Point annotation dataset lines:
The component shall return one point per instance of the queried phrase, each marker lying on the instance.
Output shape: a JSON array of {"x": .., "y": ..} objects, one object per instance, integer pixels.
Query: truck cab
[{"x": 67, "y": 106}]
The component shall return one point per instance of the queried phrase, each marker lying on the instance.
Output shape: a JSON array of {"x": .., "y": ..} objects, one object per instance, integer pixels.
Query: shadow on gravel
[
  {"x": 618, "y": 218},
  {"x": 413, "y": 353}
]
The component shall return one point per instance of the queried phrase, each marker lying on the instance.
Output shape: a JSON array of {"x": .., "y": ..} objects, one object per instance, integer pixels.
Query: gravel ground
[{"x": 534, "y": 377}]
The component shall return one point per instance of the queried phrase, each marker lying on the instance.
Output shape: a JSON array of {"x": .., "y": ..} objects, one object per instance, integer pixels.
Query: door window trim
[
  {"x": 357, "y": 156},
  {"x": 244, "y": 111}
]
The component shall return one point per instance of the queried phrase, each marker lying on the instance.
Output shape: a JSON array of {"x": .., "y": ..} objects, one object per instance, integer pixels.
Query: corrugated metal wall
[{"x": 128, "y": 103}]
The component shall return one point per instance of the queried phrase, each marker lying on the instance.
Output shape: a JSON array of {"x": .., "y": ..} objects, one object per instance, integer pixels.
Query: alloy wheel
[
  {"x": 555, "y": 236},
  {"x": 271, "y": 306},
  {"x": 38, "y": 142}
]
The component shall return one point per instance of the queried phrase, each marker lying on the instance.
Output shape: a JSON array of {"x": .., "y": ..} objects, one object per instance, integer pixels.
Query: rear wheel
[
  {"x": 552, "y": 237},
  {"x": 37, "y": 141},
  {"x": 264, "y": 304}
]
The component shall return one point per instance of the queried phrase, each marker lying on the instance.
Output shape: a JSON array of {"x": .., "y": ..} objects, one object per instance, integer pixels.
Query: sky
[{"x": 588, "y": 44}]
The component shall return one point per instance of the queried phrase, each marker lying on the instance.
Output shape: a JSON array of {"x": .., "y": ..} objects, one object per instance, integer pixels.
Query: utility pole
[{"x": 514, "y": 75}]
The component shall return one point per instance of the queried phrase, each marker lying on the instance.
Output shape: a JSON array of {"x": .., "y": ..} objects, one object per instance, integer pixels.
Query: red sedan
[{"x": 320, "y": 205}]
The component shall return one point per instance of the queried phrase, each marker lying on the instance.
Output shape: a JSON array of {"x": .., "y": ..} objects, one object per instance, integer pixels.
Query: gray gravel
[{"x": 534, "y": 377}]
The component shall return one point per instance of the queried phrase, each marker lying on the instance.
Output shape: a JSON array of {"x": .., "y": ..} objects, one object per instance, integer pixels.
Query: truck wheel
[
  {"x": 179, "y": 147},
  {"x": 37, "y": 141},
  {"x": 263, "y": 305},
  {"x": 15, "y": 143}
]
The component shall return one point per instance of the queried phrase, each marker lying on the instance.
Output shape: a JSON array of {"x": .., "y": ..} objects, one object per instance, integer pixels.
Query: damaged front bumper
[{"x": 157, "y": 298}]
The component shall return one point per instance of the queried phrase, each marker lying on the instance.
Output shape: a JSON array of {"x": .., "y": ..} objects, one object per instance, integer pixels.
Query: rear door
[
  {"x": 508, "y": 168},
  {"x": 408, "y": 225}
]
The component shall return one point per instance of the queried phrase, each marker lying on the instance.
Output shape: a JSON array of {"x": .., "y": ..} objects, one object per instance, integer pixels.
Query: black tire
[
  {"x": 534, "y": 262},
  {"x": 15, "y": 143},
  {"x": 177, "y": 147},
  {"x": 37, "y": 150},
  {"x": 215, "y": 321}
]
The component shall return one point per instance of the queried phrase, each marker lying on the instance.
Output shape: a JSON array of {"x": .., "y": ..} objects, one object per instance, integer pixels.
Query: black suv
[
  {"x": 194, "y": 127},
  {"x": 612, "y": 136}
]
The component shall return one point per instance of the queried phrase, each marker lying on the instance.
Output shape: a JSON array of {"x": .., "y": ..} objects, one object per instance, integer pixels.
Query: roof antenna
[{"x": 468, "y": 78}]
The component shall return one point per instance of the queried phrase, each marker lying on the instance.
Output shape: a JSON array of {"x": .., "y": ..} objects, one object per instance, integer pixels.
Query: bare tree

### EXERCISE GOAL
Count the lines above that contain the word "wheel". Reply with only the number.

### EXERCISE ANSWER
3